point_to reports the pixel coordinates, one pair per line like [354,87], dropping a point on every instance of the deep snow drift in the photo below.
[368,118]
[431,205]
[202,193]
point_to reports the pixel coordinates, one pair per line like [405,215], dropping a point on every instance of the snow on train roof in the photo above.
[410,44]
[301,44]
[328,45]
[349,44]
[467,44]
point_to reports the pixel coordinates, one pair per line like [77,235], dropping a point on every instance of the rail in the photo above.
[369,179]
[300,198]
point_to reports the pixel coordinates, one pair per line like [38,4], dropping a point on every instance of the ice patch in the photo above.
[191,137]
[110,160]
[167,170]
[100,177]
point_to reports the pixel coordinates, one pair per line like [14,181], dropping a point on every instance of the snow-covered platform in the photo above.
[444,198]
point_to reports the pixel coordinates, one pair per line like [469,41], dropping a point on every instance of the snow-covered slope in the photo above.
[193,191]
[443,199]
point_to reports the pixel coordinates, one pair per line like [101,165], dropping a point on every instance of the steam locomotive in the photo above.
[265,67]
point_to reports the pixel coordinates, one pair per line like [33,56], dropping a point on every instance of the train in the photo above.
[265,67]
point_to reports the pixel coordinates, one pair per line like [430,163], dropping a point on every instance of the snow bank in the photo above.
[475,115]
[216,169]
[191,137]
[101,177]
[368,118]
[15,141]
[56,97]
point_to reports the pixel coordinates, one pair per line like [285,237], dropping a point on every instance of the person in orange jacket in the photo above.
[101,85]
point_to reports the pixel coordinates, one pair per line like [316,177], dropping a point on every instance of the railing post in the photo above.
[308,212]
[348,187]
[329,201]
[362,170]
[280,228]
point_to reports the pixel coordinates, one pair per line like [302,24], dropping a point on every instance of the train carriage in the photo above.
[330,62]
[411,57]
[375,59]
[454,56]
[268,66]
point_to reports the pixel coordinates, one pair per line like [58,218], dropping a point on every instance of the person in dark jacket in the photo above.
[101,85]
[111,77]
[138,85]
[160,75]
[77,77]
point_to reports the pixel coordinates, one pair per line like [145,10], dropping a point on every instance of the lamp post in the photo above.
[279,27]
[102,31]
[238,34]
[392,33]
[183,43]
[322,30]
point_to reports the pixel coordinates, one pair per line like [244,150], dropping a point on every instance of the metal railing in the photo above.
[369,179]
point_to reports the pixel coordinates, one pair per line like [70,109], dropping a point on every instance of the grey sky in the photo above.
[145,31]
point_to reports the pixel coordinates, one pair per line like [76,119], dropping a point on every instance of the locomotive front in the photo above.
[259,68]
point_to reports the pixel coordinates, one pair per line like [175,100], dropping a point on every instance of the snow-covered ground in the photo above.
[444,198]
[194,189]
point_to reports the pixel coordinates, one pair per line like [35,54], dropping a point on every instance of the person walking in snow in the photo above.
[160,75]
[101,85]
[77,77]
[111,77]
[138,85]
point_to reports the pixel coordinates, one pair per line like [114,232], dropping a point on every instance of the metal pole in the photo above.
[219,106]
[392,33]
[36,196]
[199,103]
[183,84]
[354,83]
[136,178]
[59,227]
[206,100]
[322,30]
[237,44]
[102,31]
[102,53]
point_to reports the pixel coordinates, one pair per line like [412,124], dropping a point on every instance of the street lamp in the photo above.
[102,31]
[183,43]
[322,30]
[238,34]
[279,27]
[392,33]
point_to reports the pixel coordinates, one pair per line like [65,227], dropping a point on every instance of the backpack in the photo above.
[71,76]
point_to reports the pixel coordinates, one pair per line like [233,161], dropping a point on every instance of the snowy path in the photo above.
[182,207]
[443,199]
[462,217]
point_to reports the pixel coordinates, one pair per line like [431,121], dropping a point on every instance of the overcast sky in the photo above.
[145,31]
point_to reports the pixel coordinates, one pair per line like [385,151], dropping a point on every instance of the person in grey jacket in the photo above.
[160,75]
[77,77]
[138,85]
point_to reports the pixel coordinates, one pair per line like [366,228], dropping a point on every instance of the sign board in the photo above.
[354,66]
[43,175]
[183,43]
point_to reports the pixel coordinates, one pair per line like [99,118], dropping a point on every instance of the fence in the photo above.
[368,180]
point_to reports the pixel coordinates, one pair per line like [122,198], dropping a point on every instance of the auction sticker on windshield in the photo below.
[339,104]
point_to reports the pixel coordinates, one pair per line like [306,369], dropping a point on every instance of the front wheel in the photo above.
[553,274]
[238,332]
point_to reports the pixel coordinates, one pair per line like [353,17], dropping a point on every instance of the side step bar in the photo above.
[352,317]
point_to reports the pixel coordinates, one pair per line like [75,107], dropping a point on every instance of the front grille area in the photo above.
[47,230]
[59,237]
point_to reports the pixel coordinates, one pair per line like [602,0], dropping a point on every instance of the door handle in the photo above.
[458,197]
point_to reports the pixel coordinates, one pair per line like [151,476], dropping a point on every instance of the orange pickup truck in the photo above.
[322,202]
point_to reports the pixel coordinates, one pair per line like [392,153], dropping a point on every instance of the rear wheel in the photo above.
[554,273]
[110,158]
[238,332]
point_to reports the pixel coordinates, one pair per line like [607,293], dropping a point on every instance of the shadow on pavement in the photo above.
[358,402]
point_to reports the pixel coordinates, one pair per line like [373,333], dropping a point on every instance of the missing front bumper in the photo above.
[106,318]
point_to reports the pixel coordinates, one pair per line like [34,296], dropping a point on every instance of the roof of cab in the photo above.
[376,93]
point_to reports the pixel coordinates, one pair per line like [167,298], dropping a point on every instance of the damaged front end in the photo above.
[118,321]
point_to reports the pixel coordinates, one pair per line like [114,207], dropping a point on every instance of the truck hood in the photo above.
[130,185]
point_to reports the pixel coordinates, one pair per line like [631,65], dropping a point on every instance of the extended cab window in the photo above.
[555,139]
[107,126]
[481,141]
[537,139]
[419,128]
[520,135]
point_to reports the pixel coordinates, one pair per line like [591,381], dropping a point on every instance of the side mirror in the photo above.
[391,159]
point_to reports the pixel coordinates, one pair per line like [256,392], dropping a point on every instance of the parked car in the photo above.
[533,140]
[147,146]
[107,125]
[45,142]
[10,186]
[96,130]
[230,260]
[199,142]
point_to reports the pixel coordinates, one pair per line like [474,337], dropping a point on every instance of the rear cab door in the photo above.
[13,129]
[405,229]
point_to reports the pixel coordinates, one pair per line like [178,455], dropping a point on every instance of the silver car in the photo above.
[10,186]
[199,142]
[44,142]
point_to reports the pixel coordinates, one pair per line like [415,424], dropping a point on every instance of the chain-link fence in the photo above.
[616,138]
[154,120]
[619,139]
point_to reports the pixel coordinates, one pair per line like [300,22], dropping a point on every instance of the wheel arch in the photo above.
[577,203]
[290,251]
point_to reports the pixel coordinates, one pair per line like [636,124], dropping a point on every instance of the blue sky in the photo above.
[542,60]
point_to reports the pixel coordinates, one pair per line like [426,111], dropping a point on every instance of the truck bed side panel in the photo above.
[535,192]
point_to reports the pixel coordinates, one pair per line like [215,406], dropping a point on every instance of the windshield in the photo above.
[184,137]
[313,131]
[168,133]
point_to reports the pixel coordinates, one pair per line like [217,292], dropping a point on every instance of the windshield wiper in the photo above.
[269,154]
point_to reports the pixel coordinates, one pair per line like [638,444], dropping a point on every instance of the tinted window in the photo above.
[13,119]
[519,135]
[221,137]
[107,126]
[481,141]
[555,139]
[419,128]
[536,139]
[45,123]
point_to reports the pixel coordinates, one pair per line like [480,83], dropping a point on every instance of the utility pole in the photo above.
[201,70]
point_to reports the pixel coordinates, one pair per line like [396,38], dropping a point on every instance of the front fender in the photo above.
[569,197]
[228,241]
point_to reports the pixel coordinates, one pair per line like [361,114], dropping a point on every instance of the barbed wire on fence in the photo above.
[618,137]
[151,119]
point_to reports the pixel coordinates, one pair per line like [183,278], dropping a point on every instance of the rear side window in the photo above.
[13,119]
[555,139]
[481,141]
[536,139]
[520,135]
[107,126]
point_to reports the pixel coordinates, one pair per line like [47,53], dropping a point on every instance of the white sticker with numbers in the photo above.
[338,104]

• _Exercise goal_: Take the line containing "side window in the photo above." as the start and the last line of the data as the end, and reproduce that range exactly.

• _Exercise result_:
point_to reports the pixel coordinates, one pair per line like [183,278], dropping a point on every instance of the rear side window in the photo above.
[13,119]
[555,139]
[481,141]
[536,139]
[520,135]
[107,126]
point_to reports the pixel coordinates, one pair per line like [47,53], dropping a point on every instance of the white sticker with numbers in the photo above.
[338,104]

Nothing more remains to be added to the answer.